Page excerpt:
= Beginning of Section =

The past year and half has not been easy.  I feel like I am never allowed to stop and grieve.  I cry in the shower or at night as I walk the dogs.  Seems to be those times of solitude when I think mom would hear how much I miss her.

Just needed to get that out of my system.

The good old numbers game...

Today, I measured my blood sugar and it was 347.  Last night, it was 310.  On top of that, I have to deal with the meds messing up my system to the point where it was better if I stayed home to work.  It really kills me.  Then, you have to deal with the weight numbers.  It is a constant yo-yo situation.

The numbers game is a two edged sword.  When the numbers are going in the "good" direction, one can feels o good about themselves.  The moment those numbers move in the opposite direction, talk about killjoy.  The idea of failure sets in and people feel they are less than what they should be. 

The toughest hurdle I have with this is trying to look at this in a realistic view:  Those numbers are constantly changing.  You can only control how much "off" those number go in certain ways.  You just have to do your best and try not to get caught up in the mess.  Take my current situation for example, I knew my blood sugar number was not good, but it was better than the 328 I had measured that morning.  So, I was feeling good about that.  This morning, seeing the 347 was just a punch to the stomach.  "What did I do wrong?"

= End of Section =

Entries provided:
= Beginning of Section =

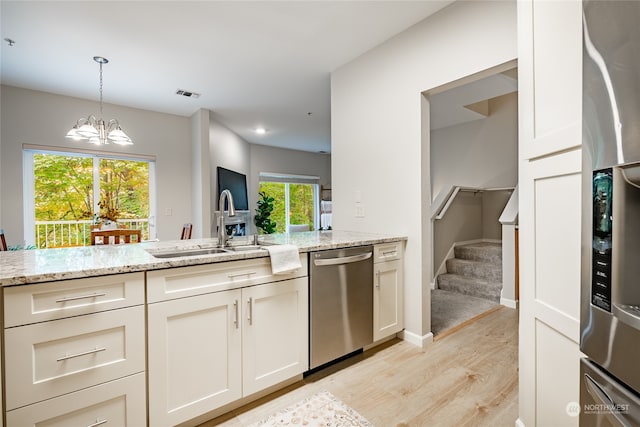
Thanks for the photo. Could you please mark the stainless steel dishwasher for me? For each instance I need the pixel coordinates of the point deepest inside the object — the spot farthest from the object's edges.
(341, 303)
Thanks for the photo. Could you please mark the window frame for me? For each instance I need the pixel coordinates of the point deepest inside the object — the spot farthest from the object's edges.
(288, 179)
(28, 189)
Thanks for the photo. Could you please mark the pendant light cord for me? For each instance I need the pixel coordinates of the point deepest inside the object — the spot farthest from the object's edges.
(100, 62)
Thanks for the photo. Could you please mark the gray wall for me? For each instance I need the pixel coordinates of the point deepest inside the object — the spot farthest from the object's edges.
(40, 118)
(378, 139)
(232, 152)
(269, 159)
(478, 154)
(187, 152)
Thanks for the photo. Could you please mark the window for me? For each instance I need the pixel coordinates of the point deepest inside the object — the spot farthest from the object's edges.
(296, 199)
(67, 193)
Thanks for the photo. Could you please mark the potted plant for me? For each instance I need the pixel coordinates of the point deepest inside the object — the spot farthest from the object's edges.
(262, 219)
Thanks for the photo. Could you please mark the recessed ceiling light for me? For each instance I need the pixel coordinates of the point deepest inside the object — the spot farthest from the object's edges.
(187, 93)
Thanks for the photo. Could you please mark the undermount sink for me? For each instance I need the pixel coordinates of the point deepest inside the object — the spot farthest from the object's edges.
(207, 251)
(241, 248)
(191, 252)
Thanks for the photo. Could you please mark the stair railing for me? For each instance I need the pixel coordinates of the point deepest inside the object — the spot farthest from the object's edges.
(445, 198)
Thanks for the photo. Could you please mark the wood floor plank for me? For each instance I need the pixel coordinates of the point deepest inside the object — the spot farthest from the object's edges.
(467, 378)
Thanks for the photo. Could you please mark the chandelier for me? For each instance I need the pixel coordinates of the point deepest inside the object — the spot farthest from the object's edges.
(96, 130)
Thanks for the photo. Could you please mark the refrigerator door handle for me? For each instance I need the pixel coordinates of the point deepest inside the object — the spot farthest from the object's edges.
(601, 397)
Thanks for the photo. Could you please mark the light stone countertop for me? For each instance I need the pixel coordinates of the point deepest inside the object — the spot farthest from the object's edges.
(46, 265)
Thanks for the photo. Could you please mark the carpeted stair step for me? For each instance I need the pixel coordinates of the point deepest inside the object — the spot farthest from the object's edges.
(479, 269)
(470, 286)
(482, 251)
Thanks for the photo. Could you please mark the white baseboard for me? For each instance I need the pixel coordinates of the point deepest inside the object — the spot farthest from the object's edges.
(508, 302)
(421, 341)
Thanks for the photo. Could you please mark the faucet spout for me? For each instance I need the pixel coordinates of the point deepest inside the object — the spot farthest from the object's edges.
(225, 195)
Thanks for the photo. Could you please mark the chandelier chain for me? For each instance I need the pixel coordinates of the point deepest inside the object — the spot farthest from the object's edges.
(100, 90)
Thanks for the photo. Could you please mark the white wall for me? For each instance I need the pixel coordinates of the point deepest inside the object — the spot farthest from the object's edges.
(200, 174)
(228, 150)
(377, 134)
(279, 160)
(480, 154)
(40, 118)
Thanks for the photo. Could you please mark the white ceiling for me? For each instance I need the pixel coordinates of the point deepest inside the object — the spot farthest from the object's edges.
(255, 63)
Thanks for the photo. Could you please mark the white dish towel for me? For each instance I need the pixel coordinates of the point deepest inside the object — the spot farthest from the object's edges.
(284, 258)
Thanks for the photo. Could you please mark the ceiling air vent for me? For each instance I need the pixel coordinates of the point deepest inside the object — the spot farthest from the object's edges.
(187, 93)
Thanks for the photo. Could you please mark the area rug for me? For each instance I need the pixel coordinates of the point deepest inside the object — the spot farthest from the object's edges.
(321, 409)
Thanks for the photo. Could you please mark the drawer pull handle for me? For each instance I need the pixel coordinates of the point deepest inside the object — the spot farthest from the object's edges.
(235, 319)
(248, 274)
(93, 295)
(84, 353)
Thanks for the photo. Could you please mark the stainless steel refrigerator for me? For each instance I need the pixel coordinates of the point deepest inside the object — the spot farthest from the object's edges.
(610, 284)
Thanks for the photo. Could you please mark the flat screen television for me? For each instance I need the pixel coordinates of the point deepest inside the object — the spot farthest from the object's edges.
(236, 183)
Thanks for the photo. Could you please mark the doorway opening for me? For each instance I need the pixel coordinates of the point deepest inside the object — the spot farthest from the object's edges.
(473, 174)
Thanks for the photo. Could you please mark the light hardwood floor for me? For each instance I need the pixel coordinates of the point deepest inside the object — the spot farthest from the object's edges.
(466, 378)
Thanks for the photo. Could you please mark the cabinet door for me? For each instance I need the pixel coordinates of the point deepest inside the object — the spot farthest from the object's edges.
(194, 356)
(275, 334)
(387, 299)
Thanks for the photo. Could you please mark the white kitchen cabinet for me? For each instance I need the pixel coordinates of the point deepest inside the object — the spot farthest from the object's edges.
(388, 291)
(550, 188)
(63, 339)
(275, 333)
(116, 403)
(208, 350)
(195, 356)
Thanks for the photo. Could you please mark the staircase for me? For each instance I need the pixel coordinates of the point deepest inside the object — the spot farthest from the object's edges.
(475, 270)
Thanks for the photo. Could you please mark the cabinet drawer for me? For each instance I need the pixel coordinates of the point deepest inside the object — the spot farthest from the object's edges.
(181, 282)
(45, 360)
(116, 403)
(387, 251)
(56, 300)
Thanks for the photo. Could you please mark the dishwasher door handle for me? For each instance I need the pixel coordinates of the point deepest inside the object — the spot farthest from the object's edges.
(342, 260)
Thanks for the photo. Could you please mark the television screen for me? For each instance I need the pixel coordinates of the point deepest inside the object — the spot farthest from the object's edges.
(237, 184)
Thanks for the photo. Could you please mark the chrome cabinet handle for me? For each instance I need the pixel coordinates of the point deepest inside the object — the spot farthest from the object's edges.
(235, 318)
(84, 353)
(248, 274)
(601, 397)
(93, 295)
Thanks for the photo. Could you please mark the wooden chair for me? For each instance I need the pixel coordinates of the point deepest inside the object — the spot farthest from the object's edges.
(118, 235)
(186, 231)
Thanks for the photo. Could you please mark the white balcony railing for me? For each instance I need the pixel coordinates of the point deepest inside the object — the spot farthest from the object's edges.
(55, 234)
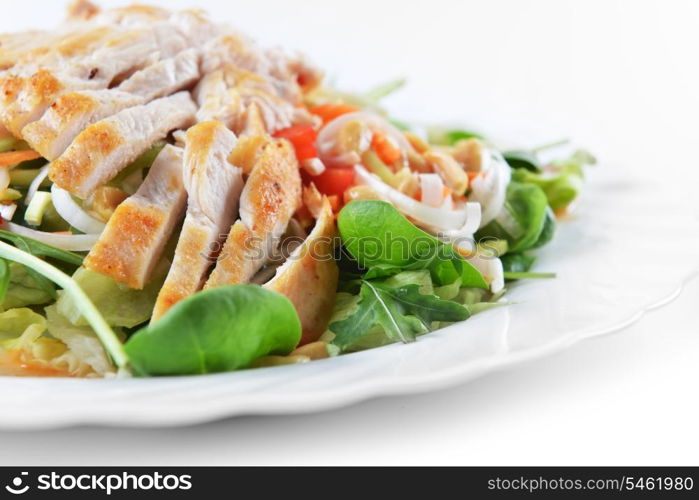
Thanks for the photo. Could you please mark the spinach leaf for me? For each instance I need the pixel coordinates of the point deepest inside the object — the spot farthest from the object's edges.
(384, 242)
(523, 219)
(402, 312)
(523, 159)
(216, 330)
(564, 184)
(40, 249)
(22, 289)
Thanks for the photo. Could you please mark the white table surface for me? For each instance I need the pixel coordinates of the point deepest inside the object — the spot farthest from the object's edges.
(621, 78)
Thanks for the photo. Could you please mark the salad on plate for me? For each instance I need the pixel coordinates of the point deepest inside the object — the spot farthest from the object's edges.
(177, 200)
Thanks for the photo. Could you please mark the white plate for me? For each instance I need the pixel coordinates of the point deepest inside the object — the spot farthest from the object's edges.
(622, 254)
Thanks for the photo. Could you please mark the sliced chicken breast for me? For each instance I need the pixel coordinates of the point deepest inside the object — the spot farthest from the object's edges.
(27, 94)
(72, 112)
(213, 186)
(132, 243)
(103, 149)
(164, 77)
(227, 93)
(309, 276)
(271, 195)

= End of Section =

Work task A: List every blood sugar reading given in the post about grief and blood sugar.
Work task B: In the post about grief and blood sugar, what does the writer call the numbers game?
Work task C: Write a continuation of the post about grief and blood sugar, picking up after its final sentence.

Answer space A: 347, 310, 328

Answer space B: A two edged sword.

Answer space C:
First of all, my numbers are terribly off and that is MY fault.  I have neglected my health for a large amount of reasons.  I can blame who or what on those failures, but bottom line, it is my responsibility.  Accountability is on my shoulders, not others.  When I let others run my life, then I have lost control of me.  I hear a friend of mine always telling wait staff and such that we have Type II diabetes.  First, that information is not any part of their business.  Second, learn to read menus and determine what you can have to eat.  Third, do not promote others to share in your "fudging" incidents - such as "I had a bad day - let's go get a hamburger and fries."

For my part, I realize who my saboteurs are and they need to be kept at arm's length.  My friend mentioned above - I need to start giving into going and getting a hamburger with her.  If I meet her for dinner, then pick out something reasonable for me to eat.  I have to make the effort to make sure I check restaurants on line for their menus and pick out healthy foods.

Next, try not to get into a rut.  You know, one spends so much time being told "You can always have a salad."  Yes, I could.  Then, again, is that salad really healthy for me?  Probably not, depending on where I am.  Then, again, I could use some protein.  I just wished there were more options.

So, what did I do when I saw the 347 number this morning?  I simply said, "Okay - let's watch what we eat today and just stay the course."  I decided I needed to eat breakfast, so I fixed some cottage cheese with some sugar free mandarin oranges and some sausage.  Calorie and carb stand point, I did not do too badly.  I just need to continue to be on my toes and fix up some healthy snacks for me to have at work.

Let's do this!!!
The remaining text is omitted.